### Exercise materials ###
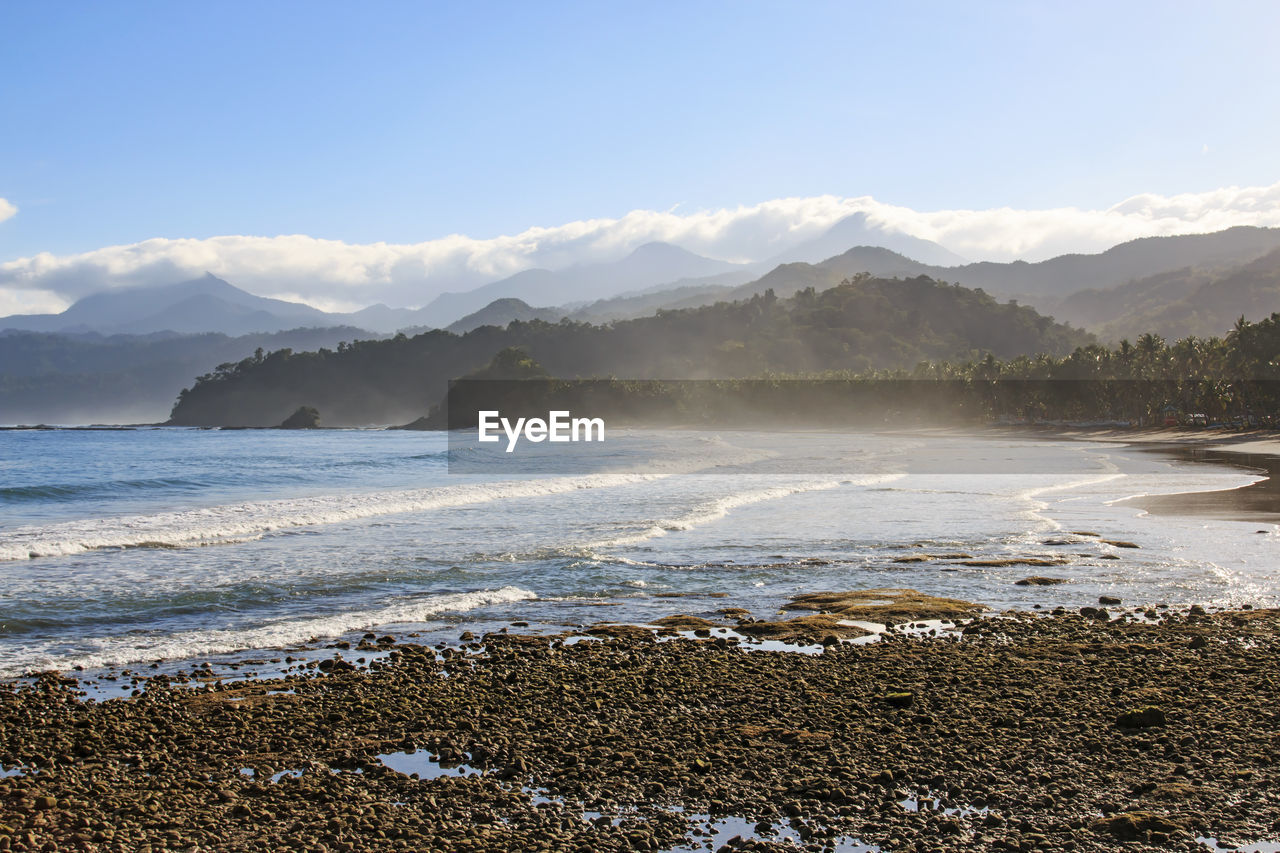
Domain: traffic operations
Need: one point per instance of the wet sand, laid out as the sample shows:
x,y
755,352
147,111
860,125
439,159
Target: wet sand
x,y
1255,502
1256,451
1066,731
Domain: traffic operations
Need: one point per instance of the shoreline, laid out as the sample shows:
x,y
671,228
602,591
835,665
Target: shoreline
x,y
1066,730
1257,451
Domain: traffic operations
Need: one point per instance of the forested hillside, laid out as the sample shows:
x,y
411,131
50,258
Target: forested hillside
x,y
123,378
865,323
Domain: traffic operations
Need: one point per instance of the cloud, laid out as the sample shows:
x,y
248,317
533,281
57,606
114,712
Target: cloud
x,y
333,273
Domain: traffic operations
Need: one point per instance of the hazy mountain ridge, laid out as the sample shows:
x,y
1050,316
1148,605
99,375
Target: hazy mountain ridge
x,y
652,264
90,378
864,324
503,311
1192,301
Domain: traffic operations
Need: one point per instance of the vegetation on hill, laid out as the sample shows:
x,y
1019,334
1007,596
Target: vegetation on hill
x,y
1193,382
1193,301
863,324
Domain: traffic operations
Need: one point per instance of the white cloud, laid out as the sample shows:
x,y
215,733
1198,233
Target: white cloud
x,y
332,273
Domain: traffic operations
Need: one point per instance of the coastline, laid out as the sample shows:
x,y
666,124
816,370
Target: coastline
x,y
1073,730
1256,451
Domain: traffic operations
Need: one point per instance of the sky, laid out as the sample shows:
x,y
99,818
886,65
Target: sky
x,y
353,153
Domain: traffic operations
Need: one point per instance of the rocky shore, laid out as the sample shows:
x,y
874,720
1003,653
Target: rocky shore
x,y
1084,730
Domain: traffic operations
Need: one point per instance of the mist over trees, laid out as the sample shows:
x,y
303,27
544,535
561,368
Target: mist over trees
x,y
862,324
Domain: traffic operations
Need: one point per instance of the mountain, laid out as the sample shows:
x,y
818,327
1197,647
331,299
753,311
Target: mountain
x,y
205,304
652,264
871,323
501,313
1192,301
1046,284
123,379
855,231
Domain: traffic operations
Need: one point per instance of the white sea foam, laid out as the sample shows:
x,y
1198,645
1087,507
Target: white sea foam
x,y
721,507
131,648
241,521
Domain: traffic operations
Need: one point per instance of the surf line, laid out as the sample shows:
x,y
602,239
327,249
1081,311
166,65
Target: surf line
x,y
558,427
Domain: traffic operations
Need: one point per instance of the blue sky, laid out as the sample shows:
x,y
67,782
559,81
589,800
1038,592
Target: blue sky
x,y
407,122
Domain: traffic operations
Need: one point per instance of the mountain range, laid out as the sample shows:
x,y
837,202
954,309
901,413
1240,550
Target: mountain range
x,y
1093,291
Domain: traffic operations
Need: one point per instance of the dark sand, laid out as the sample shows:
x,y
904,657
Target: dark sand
x,y
1072,731
1255,502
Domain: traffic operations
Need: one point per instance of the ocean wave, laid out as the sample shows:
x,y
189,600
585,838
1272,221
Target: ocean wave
x,y
77,491
721,507
238,521
132,648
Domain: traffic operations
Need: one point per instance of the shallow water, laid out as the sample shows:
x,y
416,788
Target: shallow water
x,y
127,547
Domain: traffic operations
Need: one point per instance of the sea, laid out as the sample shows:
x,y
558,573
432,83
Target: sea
x,y
129,547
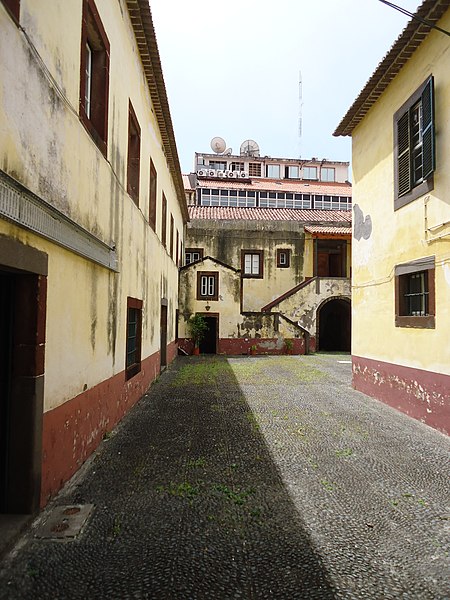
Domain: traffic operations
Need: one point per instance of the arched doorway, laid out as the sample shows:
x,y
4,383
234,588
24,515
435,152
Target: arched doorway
x,y
334,326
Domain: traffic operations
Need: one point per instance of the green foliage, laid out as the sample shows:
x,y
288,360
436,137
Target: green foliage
x,y
197,327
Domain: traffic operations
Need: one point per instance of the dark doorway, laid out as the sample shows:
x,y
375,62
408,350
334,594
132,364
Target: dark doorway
x,y
163,348
330,258
335,326
209,343
6,329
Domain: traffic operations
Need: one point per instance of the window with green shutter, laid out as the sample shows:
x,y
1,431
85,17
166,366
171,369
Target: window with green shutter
x,y
414,151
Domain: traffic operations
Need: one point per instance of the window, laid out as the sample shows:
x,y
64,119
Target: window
x,y
252,263
283,258
292,172
13,7
134,333
309,172
94,75
171,237
218,165
254,169
414,294
192,255
164,222
152,196
273,171
134,155
207,285
414,146
327,174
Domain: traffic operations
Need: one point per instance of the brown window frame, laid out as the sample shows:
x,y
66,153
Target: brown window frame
x,y
13,7
171,236
132,368
404,151
403,275
134,155
164,221
152,196
200,275
199,251
95,115
287,252
260,275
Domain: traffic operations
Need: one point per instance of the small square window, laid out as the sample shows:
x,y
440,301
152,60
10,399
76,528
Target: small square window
x,y
283,258
309,172
192,255
327,174
133,338
273,171
415,294
207,285
252,263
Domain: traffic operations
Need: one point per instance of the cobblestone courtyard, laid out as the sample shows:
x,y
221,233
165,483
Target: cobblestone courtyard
x,y
252,477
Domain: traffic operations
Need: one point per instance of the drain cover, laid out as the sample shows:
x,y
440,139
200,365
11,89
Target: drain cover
x,y
65,522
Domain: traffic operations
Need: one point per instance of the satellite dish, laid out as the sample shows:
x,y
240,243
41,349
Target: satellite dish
x,y
218,145
249,148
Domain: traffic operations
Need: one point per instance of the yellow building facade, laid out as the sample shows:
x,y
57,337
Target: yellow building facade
x,y
401,226
92,214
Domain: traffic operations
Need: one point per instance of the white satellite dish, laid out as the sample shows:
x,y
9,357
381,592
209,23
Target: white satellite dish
x,y
218,145
249,148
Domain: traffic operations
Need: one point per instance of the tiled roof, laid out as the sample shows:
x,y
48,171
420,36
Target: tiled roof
x,y
187,184
279,185
228,213
328,230
402,50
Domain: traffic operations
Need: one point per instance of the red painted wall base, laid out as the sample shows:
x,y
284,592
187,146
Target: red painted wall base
x,y
423,395
237,346
72,431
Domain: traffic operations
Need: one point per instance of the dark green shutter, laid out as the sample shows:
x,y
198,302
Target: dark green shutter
x,y
404,155
428,129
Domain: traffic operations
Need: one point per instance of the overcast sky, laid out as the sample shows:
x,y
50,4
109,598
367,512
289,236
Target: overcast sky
x,y
232,70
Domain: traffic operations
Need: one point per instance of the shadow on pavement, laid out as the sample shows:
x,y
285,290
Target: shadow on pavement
x,y
189,504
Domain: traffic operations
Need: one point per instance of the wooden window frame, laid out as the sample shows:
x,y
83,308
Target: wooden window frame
x,y
13,7
287,252
402,273
134,155
171,236
164,221
191,251
93,34
260,275
403,157
132,369
152,196
215,275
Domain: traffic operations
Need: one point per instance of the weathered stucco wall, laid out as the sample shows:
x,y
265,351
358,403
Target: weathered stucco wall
x,y
399,236
399,364
224,240
46,148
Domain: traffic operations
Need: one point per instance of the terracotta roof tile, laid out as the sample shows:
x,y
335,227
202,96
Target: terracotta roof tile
x,y
279,185
328,230
226,213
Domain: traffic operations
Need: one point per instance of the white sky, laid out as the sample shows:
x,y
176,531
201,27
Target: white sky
x,y
232,70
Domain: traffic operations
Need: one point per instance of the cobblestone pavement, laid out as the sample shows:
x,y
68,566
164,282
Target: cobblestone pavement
x,y
252,477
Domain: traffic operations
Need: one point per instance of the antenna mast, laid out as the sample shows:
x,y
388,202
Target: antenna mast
x,y
300,111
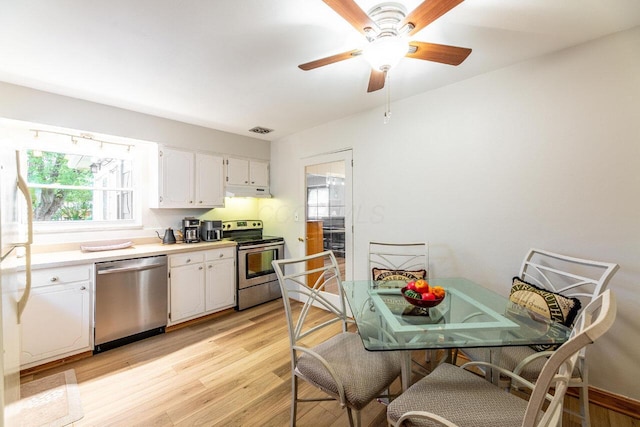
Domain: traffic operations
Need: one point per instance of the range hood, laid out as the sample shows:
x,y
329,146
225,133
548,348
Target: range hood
x,y
246,191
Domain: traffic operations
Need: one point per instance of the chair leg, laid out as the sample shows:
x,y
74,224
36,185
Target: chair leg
x,y
354,421
583,397
294,399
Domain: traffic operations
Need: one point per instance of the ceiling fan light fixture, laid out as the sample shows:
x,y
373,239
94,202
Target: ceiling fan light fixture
x,y
384,53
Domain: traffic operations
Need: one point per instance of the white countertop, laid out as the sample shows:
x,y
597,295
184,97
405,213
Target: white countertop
x,y
71,257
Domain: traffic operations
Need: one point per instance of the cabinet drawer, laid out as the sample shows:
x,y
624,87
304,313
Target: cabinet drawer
x,y
186,259
221,254
61,275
###
Where the records above contain a line with "Need: one point per instance of the cabinet", repeat that line and each later line through the end, exactly, and nothing more.

**Task output**
Need: one point per instance of the cabinet drawer, laid out as the sample shows:
x,y
624,87
304,313
Target: cabinet drawer
x,y
186,259
221,254
61,275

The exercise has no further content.